- _Excerpt_:

We have no refrigeration, so when fresh supplies aren’t available, we try to combine natural ingredients that keep well aboard like potatoes, onions, garlic, rice, and pasta with canned staples such as tomatoes, condensed soups, water chestnuts, corn, and tuna. Simple, one-pot meals are our specialty — they’re easier to eat and it’s easier to clean up afterwards.

Complicated food preparation may not be high on our list of priorities, but we manage to make some good, satisfying, simple meals aboard Driver. At mealtime, we always offer the kids two choices: take it, or leave it! The following one-pot recipes, which we make when no fresh stores are available, are a hit with both the kids and us.

Doldrums Chowder
(For when the fish aren't biting)

2 onions, chopped
2 potatoes, diced
Garlic to taste, minced
3 tablespoons olive oil
1 16-ounce can tuna
1 8-ounce can mussels
1 can evaporated milk (or cream)
Water, as needed
Salt and pepper to taste

In a large soup pot, sauté the vegetables in olive oil. Add the seafood and milk or cream; thin with a little water if desired. Simmer until milk/cream is reduced and thickened. Salt and pepper to taste.

Direction Stew
(Named after our first boat — an old stand-by!)

- _Direction 1_:
In the excerpt on one-pot cooking aboard Driver, what two choices are the kids always offered at mealtime?
- _Direction 2_:
Carry on the excerpt about one-pot cooking aboard Driver, picking up after its final line.

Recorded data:
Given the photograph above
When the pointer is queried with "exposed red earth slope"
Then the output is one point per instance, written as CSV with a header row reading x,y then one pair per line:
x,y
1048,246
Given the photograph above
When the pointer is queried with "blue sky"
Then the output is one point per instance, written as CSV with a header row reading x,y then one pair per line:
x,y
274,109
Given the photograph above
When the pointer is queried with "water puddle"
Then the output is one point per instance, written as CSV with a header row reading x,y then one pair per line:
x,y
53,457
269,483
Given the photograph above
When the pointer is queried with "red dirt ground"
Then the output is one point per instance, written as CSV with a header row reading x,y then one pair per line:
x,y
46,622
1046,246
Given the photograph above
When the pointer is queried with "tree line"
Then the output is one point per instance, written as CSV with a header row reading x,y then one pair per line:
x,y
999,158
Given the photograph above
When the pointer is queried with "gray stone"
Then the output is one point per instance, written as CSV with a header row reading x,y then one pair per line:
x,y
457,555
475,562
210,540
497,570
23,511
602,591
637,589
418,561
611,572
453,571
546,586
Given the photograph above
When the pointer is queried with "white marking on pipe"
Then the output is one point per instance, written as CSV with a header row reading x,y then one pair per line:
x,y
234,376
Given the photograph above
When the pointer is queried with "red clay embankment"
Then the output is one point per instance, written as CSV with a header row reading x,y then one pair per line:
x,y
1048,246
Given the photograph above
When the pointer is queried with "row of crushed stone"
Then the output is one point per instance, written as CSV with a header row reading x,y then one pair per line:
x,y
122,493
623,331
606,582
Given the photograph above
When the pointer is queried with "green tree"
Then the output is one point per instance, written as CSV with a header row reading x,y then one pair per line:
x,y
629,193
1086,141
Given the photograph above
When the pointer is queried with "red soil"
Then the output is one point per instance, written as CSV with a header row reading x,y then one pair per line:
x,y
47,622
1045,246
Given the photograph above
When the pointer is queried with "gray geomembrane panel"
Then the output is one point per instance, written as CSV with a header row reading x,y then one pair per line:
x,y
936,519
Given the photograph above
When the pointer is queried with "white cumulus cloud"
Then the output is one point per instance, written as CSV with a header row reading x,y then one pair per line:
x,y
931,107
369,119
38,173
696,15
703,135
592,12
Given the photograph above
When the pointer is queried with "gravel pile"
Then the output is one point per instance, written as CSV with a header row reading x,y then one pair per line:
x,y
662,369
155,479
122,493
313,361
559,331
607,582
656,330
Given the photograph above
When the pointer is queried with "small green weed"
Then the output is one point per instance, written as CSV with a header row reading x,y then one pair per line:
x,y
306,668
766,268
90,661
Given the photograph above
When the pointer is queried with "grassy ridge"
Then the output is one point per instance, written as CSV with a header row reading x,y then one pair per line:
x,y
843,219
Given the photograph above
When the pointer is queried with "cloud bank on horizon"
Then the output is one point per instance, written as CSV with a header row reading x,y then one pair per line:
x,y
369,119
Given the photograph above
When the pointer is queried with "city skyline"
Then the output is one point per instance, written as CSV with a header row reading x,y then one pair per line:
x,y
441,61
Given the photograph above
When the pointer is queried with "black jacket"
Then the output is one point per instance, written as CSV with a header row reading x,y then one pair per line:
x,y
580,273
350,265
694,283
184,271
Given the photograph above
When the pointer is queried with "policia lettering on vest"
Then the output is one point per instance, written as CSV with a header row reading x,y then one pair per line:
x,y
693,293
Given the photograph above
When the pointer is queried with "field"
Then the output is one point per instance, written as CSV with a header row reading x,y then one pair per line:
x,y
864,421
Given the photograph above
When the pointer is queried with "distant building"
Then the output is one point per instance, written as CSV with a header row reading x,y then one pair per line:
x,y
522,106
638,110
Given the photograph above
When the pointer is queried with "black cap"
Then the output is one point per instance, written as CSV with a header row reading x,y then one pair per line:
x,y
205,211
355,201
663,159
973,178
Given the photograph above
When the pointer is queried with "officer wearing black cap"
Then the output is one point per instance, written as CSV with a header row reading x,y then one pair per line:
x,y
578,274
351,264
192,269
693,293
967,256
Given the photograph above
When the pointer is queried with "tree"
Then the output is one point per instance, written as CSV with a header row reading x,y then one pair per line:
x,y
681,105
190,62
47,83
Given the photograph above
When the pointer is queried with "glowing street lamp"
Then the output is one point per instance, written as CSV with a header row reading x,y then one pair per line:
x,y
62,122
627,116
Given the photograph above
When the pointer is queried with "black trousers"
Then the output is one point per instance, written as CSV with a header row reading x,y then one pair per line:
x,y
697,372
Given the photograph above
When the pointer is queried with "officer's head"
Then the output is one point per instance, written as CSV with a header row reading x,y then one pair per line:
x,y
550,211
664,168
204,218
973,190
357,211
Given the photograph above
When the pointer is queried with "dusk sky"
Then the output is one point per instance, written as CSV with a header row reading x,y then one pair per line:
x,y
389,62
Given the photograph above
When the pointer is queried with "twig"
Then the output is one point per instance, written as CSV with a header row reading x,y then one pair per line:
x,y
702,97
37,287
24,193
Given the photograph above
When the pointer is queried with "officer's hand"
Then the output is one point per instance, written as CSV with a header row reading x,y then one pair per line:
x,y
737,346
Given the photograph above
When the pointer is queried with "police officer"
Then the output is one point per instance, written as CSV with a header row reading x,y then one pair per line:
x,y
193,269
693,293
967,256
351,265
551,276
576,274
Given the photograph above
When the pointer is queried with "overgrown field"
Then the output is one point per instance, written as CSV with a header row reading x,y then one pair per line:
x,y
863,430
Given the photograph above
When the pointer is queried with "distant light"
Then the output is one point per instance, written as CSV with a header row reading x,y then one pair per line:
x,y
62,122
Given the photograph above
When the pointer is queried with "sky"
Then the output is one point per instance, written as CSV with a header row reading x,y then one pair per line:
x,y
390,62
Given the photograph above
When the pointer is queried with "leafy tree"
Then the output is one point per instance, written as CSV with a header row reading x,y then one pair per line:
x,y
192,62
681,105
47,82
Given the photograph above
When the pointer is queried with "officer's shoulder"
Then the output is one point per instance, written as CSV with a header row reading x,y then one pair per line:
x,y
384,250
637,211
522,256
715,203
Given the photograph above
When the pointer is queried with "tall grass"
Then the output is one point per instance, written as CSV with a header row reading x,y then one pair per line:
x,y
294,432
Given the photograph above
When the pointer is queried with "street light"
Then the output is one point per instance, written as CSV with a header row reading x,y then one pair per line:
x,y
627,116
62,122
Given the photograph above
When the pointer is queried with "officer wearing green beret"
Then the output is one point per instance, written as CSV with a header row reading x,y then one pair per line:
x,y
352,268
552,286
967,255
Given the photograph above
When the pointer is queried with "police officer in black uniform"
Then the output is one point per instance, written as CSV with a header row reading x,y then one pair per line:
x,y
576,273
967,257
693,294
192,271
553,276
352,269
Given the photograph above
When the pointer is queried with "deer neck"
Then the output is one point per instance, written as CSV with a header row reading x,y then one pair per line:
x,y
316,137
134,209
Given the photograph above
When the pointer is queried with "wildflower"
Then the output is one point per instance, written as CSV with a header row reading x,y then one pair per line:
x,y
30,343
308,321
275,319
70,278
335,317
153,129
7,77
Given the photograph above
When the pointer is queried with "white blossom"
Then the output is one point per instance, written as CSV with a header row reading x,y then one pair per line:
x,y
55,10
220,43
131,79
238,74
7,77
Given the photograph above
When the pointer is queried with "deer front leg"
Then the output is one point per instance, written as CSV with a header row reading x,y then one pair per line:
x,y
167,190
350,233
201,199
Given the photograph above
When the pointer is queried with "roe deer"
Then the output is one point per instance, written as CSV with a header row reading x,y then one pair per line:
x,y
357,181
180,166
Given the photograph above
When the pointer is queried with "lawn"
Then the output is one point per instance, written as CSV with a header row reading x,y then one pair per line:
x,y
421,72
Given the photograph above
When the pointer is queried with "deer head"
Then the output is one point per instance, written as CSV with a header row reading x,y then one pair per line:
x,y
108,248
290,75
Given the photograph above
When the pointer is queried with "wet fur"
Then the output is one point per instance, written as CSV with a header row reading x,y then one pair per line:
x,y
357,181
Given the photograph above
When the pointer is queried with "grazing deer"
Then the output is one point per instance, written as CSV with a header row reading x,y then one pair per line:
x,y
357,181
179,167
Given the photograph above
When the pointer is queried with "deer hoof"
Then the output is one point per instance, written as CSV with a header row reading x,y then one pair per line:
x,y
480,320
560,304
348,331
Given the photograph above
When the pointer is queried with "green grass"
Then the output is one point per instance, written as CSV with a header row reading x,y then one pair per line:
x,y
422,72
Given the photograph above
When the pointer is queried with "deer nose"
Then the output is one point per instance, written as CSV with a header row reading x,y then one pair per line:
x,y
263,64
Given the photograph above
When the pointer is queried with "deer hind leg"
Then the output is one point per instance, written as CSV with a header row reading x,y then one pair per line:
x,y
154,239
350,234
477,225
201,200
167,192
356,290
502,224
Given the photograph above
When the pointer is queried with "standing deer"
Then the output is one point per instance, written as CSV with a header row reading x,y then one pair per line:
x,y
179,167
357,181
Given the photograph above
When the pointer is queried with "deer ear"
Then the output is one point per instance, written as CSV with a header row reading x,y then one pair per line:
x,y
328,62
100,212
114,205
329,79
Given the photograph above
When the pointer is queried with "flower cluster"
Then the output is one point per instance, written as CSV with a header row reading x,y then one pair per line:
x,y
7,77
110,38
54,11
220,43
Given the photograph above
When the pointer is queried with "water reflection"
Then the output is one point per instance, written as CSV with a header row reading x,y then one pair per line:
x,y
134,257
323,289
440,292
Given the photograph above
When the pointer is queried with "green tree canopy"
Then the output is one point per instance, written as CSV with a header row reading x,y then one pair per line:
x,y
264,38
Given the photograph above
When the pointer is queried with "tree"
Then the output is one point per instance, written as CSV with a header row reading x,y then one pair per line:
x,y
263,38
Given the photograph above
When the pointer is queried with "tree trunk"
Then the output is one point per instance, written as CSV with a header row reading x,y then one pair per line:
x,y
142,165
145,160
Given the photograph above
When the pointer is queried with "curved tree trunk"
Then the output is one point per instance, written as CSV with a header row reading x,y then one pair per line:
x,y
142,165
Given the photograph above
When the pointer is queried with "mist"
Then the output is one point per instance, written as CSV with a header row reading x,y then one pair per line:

- _Exercise result 1_:
Take it, or leave it.

- _Exercise result 2_:
2 onions, sliced
2 potatoes, cubed
Garlic to taste, minced
3 tablespoons olive oil
1 can stewed tomatoes
1 can corned beef
1 cup water (more as needed)
2 beef bouillon cubes

In a large soup pot, sauté the vegetables in olive oil. Add remaining ingredients, bring to a boil, and simmer for one hour, adding more water if necessary.

Passage Paste
(The kids especially love this one)

2 cups macaroni
1 can Campbell's Cream of Mushroom or Cream of Chicken soup
1 16-ounce can tuna
½ to 1 cup water
Salt and pepper, to taste

Precook macaroni in a large pot. Drain well, then add remaining ingredients. Stir to combine, then heat on medium flame until hot and until flavors are combined. Season to taste with salt and pepper.

Midnight Tuna
(A quickie.)

1 can tuna
1 fork

Open can. Drain. Eat with fork. (Mayonnaise and pepper optional).